Data listing
-- START --

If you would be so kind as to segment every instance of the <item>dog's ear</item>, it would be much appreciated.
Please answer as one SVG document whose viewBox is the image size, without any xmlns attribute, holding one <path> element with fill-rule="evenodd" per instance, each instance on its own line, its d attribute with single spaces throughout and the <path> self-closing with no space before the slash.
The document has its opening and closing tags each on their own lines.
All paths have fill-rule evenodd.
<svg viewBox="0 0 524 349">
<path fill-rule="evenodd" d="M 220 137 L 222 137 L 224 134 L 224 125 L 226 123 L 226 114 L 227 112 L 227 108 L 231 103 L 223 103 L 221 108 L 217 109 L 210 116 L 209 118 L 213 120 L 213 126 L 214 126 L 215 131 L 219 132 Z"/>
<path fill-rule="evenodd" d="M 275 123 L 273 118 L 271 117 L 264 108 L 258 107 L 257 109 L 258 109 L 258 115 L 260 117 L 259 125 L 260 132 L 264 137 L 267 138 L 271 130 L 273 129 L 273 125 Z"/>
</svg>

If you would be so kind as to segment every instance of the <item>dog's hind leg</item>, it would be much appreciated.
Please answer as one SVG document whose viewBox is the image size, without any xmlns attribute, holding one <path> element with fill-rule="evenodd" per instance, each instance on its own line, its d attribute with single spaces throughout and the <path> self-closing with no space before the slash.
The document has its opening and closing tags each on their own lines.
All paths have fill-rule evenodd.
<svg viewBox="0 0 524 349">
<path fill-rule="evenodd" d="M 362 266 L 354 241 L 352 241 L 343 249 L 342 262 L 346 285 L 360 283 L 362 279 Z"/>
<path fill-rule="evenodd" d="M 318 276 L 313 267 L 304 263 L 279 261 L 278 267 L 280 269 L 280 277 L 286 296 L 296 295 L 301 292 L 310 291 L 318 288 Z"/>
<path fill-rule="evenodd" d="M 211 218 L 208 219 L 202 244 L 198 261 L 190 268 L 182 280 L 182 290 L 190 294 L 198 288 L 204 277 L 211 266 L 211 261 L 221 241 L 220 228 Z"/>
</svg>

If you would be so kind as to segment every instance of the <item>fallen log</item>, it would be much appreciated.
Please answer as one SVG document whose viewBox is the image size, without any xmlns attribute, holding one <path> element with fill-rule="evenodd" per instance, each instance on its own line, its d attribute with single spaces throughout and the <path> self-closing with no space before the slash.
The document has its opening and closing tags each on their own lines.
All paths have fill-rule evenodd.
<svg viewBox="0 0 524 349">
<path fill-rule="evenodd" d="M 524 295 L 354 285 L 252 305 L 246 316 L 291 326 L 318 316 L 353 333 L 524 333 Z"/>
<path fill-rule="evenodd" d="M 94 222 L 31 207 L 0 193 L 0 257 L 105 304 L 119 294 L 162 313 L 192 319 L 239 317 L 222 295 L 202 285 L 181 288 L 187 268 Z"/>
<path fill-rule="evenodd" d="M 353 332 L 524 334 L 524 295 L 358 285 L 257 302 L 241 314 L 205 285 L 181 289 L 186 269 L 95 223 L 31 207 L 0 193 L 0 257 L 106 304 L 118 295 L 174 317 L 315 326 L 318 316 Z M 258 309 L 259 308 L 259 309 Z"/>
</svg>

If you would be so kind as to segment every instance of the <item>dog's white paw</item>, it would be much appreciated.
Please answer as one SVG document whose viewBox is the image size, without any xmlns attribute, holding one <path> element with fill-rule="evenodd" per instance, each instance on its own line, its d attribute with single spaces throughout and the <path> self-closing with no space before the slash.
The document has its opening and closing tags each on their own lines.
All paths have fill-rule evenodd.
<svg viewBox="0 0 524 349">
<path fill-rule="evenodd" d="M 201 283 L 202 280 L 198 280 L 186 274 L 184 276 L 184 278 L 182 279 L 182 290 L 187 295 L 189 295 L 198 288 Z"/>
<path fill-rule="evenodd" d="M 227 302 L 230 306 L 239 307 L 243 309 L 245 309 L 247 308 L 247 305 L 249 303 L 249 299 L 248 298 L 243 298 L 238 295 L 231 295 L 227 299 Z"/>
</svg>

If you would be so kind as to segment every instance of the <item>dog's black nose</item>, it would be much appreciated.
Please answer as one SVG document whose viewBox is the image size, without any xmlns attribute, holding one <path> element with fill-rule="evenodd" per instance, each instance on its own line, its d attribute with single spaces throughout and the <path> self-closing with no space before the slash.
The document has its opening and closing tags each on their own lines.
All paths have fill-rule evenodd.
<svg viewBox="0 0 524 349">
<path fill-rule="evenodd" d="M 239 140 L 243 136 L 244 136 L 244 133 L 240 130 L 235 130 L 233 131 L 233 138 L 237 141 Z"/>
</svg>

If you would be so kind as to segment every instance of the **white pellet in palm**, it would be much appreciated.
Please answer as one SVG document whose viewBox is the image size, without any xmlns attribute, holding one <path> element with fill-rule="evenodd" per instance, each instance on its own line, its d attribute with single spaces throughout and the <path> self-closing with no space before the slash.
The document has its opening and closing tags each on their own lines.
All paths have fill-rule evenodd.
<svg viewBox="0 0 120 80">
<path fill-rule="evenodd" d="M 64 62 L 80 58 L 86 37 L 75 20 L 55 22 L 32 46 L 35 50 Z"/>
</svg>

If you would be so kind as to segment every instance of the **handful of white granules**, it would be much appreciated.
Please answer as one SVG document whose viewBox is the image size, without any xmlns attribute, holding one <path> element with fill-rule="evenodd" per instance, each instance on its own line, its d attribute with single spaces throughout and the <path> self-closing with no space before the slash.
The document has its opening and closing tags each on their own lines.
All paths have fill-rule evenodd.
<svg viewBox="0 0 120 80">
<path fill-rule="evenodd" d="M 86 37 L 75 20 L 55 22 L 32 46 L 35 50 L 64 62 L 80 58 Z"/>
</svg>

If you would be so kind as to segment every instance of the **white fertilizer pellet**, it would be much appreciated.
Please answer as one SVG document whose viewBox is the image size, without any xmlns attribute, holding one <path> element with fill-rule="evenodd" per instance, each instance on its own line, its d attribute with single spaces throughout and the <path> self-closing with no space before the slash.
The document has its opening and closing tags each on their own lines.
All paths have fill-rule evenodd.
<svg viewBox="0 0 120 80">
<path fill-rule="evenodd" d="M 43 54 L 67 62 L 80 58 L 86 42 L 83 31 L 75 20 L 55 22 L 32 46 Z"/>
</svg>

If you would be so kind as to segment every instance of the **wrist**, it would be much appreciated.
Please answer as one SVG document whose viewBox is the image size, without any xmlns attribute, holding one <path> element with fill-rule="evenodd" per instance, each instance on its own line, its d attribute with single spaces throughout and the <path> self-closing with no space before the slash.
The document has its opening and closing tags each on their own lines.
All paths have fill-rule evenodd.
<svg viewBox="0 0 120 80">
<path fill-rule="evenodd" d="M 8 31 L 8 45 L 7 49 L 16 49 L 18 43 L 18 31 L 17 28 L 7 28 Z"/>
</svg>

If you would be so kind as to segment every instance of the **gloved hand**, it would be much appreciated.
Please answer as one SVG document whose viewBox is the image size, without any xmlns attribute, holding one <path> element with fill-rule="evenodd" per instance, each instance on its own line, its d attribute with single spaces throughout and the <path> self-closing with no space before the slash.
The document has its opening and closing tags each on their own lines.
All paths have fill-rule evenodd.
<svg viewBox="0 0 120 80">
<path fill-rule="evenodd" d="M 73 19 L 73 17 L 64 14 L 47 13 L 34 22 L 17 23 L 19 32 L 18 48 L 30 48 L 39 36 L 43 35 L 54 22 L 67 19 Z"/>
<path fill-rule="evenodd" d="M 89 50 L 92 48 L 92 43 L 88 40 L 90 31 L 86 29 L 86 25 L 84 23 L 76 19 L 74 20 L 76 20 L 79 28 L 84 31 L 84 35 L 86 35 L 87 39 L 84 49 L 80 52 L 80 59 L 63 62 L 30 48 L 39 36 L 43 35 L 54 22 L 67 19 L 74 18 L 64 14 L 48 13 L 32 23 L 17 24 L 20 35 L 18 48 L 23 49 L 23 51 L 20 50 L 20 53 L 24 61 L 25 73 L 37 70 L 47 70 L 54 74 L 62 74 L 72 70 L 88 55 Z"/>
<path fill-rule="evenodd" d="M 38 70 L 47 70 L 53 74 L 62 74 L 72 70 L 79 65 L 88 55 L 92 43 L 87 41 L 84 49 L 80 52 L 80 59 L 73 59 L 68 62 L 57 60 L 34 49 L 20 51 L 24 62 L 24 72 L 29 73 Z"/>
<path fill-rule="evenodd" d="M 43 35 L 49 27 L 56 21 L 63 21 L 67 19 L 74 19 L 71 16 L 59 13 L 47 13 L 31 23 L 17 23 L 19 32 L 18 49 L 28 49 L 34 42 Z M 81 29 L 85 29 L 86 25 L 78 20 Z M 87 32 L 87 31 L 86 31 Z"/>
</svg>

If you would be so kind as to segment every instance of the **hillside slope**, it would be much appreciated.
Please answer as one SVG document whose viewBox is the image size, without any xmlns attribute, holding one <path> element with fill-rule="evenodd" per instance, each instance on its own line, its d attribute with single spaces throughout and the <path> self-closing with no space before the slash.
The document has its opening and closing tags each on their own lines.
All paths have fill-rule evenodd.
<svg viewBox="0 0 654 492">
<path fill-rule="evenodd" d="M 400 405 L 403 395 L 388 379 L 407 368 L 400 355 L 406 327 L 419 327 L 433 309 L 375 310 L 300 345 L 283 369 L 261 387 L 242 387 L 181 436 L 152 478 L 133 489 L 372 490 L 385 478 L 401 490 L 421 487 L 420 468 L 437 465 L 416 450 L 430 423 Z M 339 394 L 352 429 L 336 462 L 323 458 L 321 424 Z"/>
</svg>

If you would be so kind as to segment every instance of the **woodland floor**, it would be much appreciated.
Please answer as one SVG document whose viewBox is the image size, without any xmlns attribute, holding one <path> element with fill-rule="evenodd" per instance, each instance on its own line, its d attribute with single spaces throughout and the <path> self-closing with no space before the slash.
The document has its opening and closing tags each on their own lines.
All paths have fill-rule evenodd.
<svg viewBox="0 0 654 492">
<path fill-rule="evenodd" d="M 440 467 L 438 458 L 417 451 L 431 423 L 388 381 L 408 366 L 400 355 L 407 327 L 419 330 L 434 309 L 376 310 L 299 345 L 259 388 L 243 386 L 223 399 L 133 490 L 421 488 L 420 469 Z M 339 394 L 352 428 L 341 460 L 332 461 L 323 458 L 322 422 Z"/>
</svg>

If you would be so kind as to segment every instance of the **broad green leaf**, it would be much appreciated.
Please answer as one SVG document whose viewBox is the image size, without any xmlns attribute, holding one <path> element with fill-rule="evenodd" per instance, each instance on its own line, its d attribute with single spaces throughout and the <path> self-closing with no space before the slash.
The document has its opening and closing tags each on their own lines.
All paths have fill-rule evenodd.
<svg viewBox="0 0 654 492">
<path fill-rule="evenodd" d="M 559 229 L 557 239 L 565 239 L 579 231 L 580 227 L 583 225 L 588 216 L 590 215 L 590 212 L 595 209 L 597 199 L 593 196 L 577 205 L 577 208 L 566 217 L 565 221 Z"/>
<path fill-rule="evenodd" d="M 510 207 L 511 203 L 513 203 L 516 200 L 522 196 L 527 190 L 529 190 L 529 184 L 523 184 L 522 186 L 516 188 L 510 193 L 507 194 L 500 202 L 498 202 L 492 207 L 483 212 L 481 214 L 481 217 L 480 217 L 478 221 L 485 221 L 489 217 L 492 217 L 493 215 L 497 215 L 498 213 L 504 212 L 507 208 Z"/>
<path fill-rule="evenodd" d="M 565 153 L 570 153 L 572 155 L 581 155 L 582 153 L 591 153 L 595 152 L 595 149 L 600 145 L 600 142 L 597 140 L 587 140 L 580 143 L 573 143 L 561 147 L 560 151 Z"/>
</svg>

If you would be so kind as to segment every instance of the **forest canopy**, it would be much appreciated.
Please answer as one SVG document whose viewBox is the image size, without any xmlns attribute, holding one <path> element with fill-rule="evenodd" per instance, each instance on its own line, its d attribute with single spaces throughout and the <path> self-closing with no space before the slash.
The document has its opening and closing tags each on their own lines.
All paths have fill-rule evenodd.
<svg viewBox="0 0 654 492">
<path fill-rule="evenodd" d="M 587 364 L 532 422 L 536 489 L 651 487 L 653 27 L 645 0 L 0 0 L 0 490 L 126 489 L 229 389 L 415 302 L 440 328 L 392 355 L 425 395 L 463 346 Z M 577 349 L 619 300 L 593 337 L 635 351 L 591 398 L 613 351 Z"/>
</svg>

-- END --

Task instructions: Reproduce word for word the lines of the records starting at the line containing "leaf**, it would be much appreciated." and ending at the last line of the records.

Complete output:
If you would be so kind as to segment every instance of the **broad green leaf**, it would be much appreciated.
Please answer as one SVG document whose viewBox is the image size, without any xmlns attribute, holding one <path> element with fill-rule="evenodd" per instance, each instance on its own line, its d attribute with single spaces throughout and the <path> self-closing with no space before the slash.
The document has its opening and closing tags each on their own lines.
All paths have fill-rule evenodd.
<svg viewBox="0 0 654 492">
<path fill-rule="evenodd" d="M 559 229 L 557 239 L 565 239 L 579 231 L 580 227 L 583 225 L 588 216 L 590 215 L 590 212 L 595 209 L 597 199 L 593 196 L 577 205 L 577 208 L 566 217 L 565 221 Z"/>
<path fill-rule="evenodd" d="M 510 207 L 511 203 L 513 203 L 516 200 L 522 196 L 527 190 L 529 190 L 529 184 L 523 184 L 522 186 L 516 188 L 510 193 L 507 194 L 500 202 L 498 202 L 492 207 L 483 212 L 481 214 L 481 217 L 480 217 L 478 221 L 485 221 L 489 217 L 492 217 L 493 215 L 497 215 L 498 213 L 504 212 L 507 208 Z"/>
<path fill-rule="evenodd" d="M 565 153 L 570 153 L 572 155 L 581 155 L 582 153 L 591 153 L 595 152 L 595 149 L 600 145 L 600 142 L 597 140 L 587 140 L 580 143 L 573 143 L 561 147 L 560 151 Z"/>
</svg>

If you would be so kind as to segment every instance of the **forest canopy**, it would be much appreciated.
Please answer as one SVG document whose viewBox is the image size, without any xmlns attribute, holding one <path> element with fill-rule="evenodd" per instance, each instance on its own line, its d attribute with single spaces throughout and the <path> self-closing with no space before the slash.
The document has its opening and closing tags each on their own lines.
All paths have fill-rule evenodd.
<svg viewBox="0 0 654 492">
<path fill-rule="evenodd" d="M 587 364 L 532 422 L 536 489 L 651 487 L 653 27 L 645 0 L 0 0 L 0 490 L 126 489 L 229 389 L 415 302 L 440 328 L 392 355 L 425 395 L 463 346 Z M 577 349 L 619 300 L 593 337 L 635 351 L 591 398 L 613 351 Z"/>
</svg>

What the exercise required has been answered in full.